While all these tasks use memory, there are a few that dominate.

program baseline

splunkd is a big program. The program text itself will use some 30MB or more.

pipeline data

All the data flows of pre-indexed data to the index on disk or to network outputs live in memory. Typically for both forwarders and indexers, this data is some tens of megabytes. On an indexer, the data size is proportional to event size. Thus if you have a majority of very large events (java exception backtraces, web page documents) then this data will grow proportionally.

Pipeline data can grow sharply when the system is not able to keep up with the dataflow for some reason. An extremely underutilitized system will have 1-2 events in each FIFO queue, while a system that is behind will fill up to 1000 events in each FIFO queue. Thus you can grow from ~1MB of pipeline data to more like 20-40MB of pipeline data quickly in situations like disk bandwidth exhaustion, or a blocked downstream splunk instance.

index structures

As part of making the data searchable, an index is built for it. This is built in memory and then flushed out when the memory buffer is full. Each index has an independent buffer.

In Splunk 3, the default per-index buffer was 10MB, while the default index buffer was 100MB. Typically adding more indexes with significant volume would have similarly large buffers, so a high volume server with two user-data indexes might have around 200+MB for indexing buffers.

In Splunk 4.0, the default per-index buffer is 5MB, while the default for the main user-data index is 20MB. A similar example on Splunk 4 would be more like 30-40MB for indexing buffers.

In both 3 and 4, if the number of indexing threads goes up, additional buffers are allocated for these additional threads. We strongly do not recommend adjusting the number of threads.

ldap authentication data

In splunk 3.x and 4.0.x, the responses to the defined LDAP searches that gather user information and group information is buffered in ram. In some cases, this can be quite large. Ideally these searches should be tuned to narrow the data down to the necesssary data. Splunk 4.1 will not buffer significant LDAP data.

searches

In splunk 3, searches live in splunkd ram. Approximately 100k events will result in memory allocations on the order of 1GB.

In splunk 4, the only significant memory use for search will be generating xml descriptions of events. For splunkweb and well-behaved REST clients, this will be very small. It’s possible for a poorly behaved REST client to request extremely large documents which will kick this up.

[Lines from a dataset]

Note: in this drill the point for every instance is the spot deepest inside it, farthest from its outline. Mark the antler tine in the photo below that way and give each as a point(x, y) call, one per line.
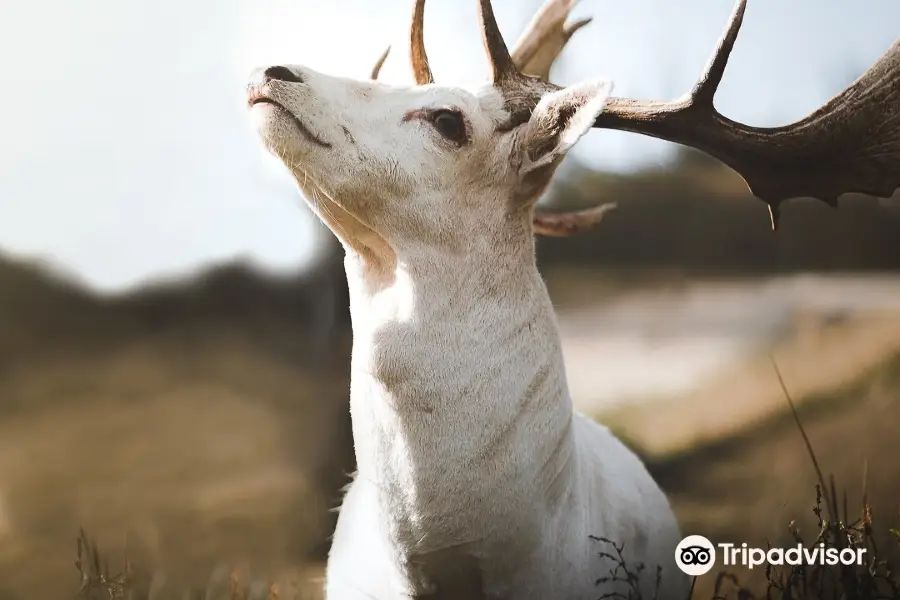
point(502, 65)
point(850, 144)
point(376, 70)
point(417, 54)
point(545, 37)
point(569, 223)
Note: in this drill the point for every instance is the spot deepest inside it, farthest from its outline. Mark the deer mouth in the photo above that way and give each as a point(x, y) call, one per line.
point(256, 99)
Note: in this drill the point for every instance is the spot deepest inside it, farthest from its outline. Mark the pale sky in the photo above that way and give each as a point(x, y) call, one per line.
point(126, 153)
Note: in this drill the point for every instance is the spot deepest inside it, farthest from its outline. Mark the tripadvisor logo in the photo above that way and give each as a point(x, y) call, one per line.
point(695, 555)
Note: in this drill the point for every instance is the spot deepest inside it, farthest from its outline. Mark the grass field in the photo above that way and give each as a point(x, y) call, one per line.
point(198, 441)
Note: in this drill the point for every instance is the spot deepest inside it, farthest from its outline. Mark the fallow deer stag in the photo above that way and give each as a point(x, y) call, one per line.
point(476, 478)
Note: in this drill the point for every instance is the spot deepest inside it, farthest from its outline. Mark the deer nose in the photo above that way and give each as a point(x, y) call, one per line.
point(281, 73)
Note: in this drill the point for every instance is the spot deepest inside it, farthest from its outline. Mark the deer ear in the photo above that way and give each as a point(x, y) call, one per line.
point(559, 120)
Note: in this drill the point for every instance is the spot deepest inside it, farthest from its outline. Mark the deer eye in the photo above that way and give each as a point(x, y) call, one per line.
point(450, 124)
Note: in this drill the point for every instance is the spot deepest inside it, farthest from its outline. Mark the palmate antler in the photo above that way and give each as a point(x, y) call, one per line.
point(850, 144)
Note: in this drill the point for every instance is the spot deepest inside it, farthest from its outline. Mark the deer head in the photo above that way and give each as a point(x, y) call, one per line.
point(381, 164)
point(384, 165)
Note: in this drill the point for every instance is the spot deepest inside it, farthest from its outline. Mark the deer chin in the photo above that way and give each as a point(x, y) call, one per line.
point(281, 130)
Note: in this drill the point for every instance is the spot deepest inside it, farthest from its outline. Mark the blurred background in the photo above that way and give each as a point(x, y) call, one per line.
point(174, 332)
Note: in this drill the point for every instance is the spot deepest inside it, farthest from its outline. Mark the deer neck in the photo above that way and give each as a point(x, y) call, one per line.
point(459, 402)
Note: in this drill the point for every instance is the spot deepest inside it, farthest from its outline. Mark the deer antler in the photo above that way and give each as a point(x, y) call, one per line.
point(546, 35)
point(417, 54)
point(851, 144)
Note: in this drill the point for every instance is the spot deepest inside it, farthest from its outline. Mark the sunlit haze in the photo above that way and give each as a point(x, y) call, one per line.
point(127, 155)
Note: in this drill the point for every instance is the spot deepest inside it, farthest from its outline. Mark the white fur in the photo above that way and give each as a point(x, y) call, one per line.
point(476, 479)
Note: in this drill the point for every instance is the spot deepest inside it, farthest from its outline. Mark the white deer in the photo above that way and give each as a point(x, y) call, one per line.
point(476, 478)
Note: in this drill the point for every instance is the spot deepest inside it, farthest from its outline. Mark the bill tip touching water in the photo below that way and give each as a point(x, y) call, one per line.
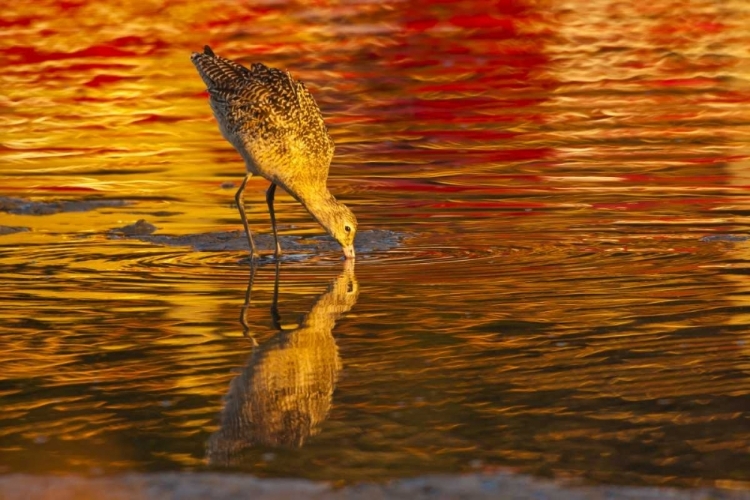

# What this exercise asks:
1. For each statement, say yes or no to whether it agrees with the passage on splunkd memory use, and quote the words of the passage that decide it. (a) In Splunk 4.0, the default per-index buffer is 5MB. (b) Splunk 4.1 buffers significant LDAP data. (c) The splunkd program text uses around 300MB.
2. From the passage on splunkd memory use, copy the section that begins at the words "In Splunk 3, the" and stops after "number of threads.".
These lines are separate material and have nothing to do with the passage.

# Results in order:
1.
(a) Yes: "In Splunk 4.0, the default per-index buffer is 5MB"
(b) No: "Splunk 4.1 will not buffer significant LDAP data."
(c) No: "The program text itself will use some 30MB or more."

2.
In Splunk 3, the default per-index buffer was 10MB, while the default index buffer was 100MB. Typically adding more indexes with significant volume would have similarly large buffers, so a high volume server with two user-data indexes might have around 200+MB for indexing buffers.

In Splunk 4.0, the default per-index buffer is 5MB, while the default for the main user-data index is 20MB. A similar example on Splunk 4 would be more like 30-40MB for indexing buffers.

In both 3 and 4, if the number of indexing threads goes up, additional buffers are allocated for these additional threads. We strongly do not recommend adjusting the number of threads.